**To be done**
1. The discussion of the social battery below puts several phrases inside double quotation marks. List each distinct phrase once, ignoring differences in capitalization.
2. Decide whether each statement agrees with the discussion of the social battery below, answering yes or no and quoting the words of the discussion that decide it.
(a) People who have social instincts find that those instincts work well most of the time.
(b) The person who describes their own social battery says they would wear a pin like this.
(c) One person finds that talking to others can make pain harder to set aside.

My experience is that people who are lacking "social skills" aren't actually lacking social skills, they are lacking "social instincts". For people who have them, those social instincts work great 80% of the time, and most people just let them fail 20% of the time instead of applying critical thought to the situation (taking offense where none is meant or just miscommunicating).

Bluntly put, this tool is likely not meant for your consumption and your "lack of social skills" probably makes it much less necessary. You have to use critical thought every time you are in social interaction, so a reminder to do so is just signal noise to you.

Took a while to get it but I can see your final point. Still must note that it makes applying critical thought harder and can lead to opposite results. I guess it would work with people with whom it is established beforehand what the battery is supposed to mean.

The first point, thanks for the insight. Depending on the type of pain it can be the opposite for me, sometimes I find it easier to distract myself from it by talking to others. I am normally not inclined to talk IRL, but being badly ill and weak turns me into a more pleasant person apparently.

Totally the same on distracting myself from pain by talking to others pattern! It is a big part of why I put myself in social situations despite being in pain.

At the end of the day, it is all crappy 1st order approximations of ideal behavior. That is the best humans can do. So we should try and make sure the "error" on those gets spread around/rotated in time rather than consistently excluding anybody.

I've only heard the term used by introverts, neurodivergent folk, etc to describe limited capacity/stamina for being in social situations before they become fatigued and overwhelmed.
I know that I have a social battery. Basically, I get warn down on conversations and social interactions. Typically, this manifests in two ways:

* I'm more prone to day dream/wander away from the conversation.

* I'm going to struggle to actively keep a conversation going.

I don't think I could ever wear a pin like this, but for me low social battery would indicate "I'm less likely to be highly engaged in a conversation". Could be the most interesting conversation in the world, but I'd simply be unable to engage at a high level.

A battery accumulates something desirable, right?

I think I got it finally. What you describe is aloneness battery. First you have a lot of it, then it drains and you need to recharge. It is the opposite of “social battery”, but does not roll off the tongue.

“Social battery” means you have a lot of social interaction as optimal state, then it drains and you need to replenish.

> A battery accumulates something desirable, right?

That an interesting way of looking at a battery. I've never thought of it that way.

In my opinion, batteries provide power/energy to something else. In that sense, "social batteries" provide the energy to have social interactions. When those deplete, social interactions run out.

IME people use it to refer to their capacity to cope with people, small talk, etc. equivalently 'stamina'.
“Low on stamina” actually makes sense.

**Extracted data**
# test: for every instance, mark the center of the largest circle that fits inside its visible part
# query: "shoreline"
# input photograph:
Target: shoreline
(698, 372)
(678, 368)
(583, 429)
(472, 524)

**Solutions to the problems**
1.
- social skills
- social instincts
- lack of social skills
- error
- I'm less likely to be highly engaged in a conversation
- social battery
- social batteries
- Low on stamina

2.
(a) Yes: "those social instincts work great 80% of the time"
(b) No: "I don't think I could ever wear a pin like this"
(c) No: "sometimes I find it easier to distract myself from it by talking to others"